*Given data:*
* * * * * * *

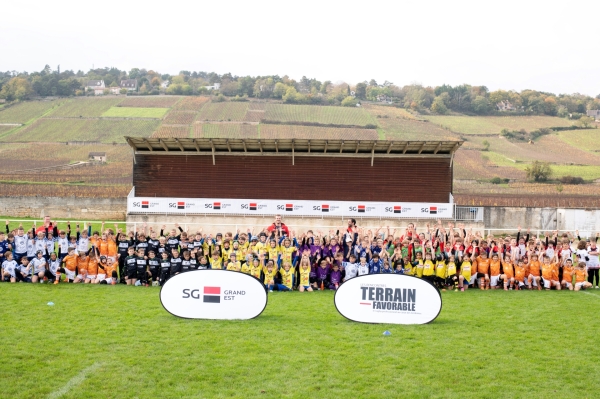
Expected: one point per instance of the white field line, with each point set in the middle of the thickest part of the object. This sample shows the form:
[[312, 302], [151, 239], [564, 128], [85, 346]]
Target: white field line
[[73, 382]]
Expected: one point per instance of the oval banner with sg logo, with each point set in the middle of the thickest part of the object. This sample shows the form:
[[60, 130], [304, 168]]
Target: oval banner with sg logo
[[388, 299], [214, 294]]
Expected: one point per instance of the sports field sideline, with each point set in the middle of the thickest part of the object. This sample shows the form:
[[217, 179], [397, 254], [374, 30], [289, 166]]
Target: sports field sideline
[[114, 341]]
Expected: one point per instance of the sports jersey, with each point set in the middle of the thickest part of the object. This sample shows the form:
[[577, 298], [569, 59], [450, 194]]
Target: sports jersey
[[130, 263], [53, 266], [287, 277], [63, 245], [286, 253], [70, 262], [153, 264], [534, 268], [428, 268], [362, 269], [568, 273], [483, 265], [547, 271], [440, 269], [466, 270], [269, 275], [175, 265], [141, 264], [83, 244], [92, 266], [507, 268], [21, 244], [186, 265], [451, 269], [38, 265], [495, 267], [520, 273], [216, 263], [351, 269], [235, 266], [304, 275], [82, 265]]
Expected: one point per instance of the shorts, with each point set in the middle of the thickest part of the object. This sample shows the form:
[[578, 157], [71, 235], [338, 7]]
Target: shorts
[[494, 280], [532, 278], [547, 283]]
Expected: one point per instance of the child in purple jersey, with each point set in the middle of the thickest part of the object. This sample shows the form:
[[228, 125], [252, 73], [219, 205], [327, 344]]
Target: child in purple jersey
[[322, 274], [335, 277]]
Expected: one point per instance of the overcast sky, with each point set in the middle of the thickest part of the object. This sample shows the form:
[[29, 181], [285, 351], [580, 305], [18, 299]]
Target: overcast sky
[[545, 45]]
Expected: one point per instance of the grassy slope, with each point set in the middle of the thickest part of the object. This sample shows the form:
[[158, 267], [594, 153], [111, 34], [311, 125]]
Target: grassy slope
[[131, 112], [484, 344]]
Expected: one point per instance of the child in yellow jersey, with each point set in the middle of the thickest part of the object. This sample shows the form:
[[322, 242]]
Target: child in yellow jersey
[[287, 277], [428, 269], [418, 266], [451, 277], [216, 261], [466, 273], [304, 270], [440, 274], [272, 250], [581, 276], [233, 264], [567, 278], [269, 271]]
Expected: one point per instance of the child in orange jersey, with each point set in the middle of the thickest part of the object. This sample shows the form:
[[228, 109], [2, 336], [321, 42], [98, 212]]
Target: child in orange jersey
[[483, 271], [533, 280], [548, 267], [495, 271], [581, 275], [567, 278], [508, 275], [520, 274]]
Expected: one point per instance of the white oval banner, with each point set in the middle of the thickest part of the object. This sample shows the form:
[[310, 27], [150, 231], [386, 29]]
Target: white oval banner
[[388, 298], [214, 294]]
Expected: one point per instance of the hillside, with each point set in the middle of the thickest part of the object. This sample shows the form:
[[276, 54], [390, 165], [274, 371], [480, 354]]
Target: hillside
[[35, 134]]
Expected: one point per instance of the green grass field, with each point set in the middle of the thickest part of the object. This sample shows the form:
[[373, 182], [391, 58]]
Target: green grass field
[[133, 112], [26, 111], [318, 114], [495, 124], [62, 130], [118, 341]]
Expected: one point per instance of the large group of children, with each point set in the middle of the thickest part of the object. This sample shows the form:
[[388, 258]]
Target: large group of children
[[448, 257]]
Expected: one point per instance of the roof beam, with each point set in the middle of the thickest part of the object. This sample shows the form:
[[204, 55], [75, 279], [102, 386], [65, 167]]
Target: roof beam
[[405, 147], [179, 144], [163, 145], [148, 145], [373, 152]]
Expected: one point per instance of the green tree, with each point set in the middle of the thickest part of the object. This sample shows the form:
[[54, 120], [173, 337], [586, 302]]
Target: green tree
[[16, 89], [539, 171], [361, 91]]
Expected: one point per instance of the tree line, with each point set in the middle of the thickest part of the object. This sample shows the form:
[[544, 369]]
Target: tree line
[[466, 99]]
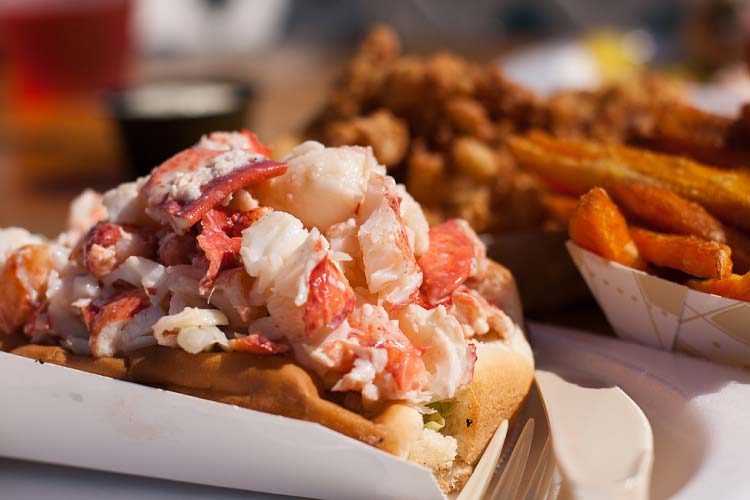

* * * * * * *

*Objective:* Retype every line of the items above word for word, without changing anything, and leave the pictures out of your copy.

*Output of the exercise:*
Expected: one point per instance of the white field line, with each point set in the middle of the thickest part of the object. This sample shows the form:
[[312, 302], [151, 239], [564, 128], [85, 346]]
Target: white field line
[[73, 382]]
Expected: one point per instance of the oval banner with sg logo, with each point set in the middle of the thickest part of the object. This sample shows the form:
[[60, 130], [304, 168]]
Target: oval banner with sg logo
[[388, 299], [214, 294]]
Expected: one point per instance of the sports field sideline, with each point set in the middle of the thickest part of the object. This sample shows the form:
[[217, 179], [397, 254], [374, 30], [289, 166]]
Target: sports field sideline
[[114, 341]]
Expected: one point per instance of the sports jersey, with each point set in the middle of the thickest part of the object. This sample shows the form:
[[577, 298], [569, 59], [450, 194]]
Target: sports jersey
[[130, 263], [53, 266], [287, 277], [63, 245], [286, 253], [70, 262], [153, 264], [534, 268], [428, 268], [362, 269], [568, 273], [483, 265], [547, 271], [440, 269], [466, 270], [269, 275], [175, 265], [141, 264], [83, 244], [92, 266], [507, 268], [21, 244], [186, 265], [451, 269], [38, 265], [495, 267], [520, 273], [216, 263], [351, 269], [235, 266], [304, 275], [82, 265]]
Expected: one point per instance of the shorts, with each point set in the middle of the thickest part of the object. This sample shows the form:
[[578, 157], [71, 235], [338, 7]]
Target: shorts
[[494, 280], [532, 278], [547, 283]]
Expected: one point per instance of the child in purple jersey, with each point set in the middle of the thickest part of the object. This sample shows the form:
[[228, 125], [252, 73], [219, 205], [327, 344]]
Target: child in purple jersey
[[322, 274], [335, 277]]
Expected: one point per instance of the overcast sky, with each point set in the middle of the thickest part of the object. This sample shows the form:
[[29, 181], [285, 351], [580, 305], [18, 299]]
Target: overcast sky
[[545, 45]]
Expected: one point per instance of the grassy slope, with each point set in the middle of the thickest part of the object. This sample shows the form:
[[158, 267], [594, 153], [111, 34], [311, 125]]
Target: grassy slope
[[131, 112], [484, 344]]
Expected: one point per instance of the child in yellow jersey, with each point set in the middle of the thickest part of the object. This sample shows the form:
[[322, 242]]
Target: child in yellow jersey
[[287, 277], [428, 269], [418, 266], [451, 277], [216, 261], [466, 273], [304, 270], [440, 274], [272, 250], [581, 276], [233, 264], [567, 278], [269, 271]]
Expected: one point per instance of the child in orange jersey, with each point set in the middle of the thickest part of the object. This sample shows the form:
[[228, 109], [2, 336], [321, 42], [98, 212]]
Target: child in orange jersey
[[483, 271], [533, 280], [548, 267], [495, 271], [581, 275], [567, 278], [508, 275], [520, 274]]
Expected: one point per instance of the white oval banner, with each point set in the middle of the thickest part of the object. This sample shows the form:
[[310, 27], [150, 231], [386, 29]]
Target: white oval banner
[[388, 298], [214, 294]]
Expected: one point per instance of the hillside, with each point set in the middle of the thickest part of the object. This sample shows the form:
[[276, 54], [390, 165], [274, 371], [480, 354]]
Target: hillside
[[35, 134]]
Expected: one point per instance of the green grass field, with each point set in the middle of the thickest part of the object. This sample shows the form:
[[373, 182], [391, 58]]
Target: green grass field
[[133, 112], [26, 111], [318, 114], [495, 124], [62, 130], [118, 341]]
Expected: one point per instance of the large group of children, with each point set in the middle of the thickest part of the object. This sample shows the form:
[[388, 258]]
Target: large group of children
[[448, 257]]
Expected: one point per instance of the roof beam, with each point set in the middle of the thickest part of the object. This sample shows the form:
[[204, 55], [75, 279], [102, 386], [65, 167]]
Target: roof beam
[[405, 147], [179, 144], [163, 145], [148, 145], [373, 152]]
Expected: one point per instance of the green tree, with each point set in the middle of the thickest part of the object. This sample shows the form:
[[54, 120], [173, 337], [586, 302]]
Target: green tree
[[16, 89], [539, 171], [361, 91]]
Expected: one point per instance of the tree line, with each point set in the middle of the thickest part of the object. This sample shows the form:
[[544, 369]]
Target: tree line
[[466, 99]]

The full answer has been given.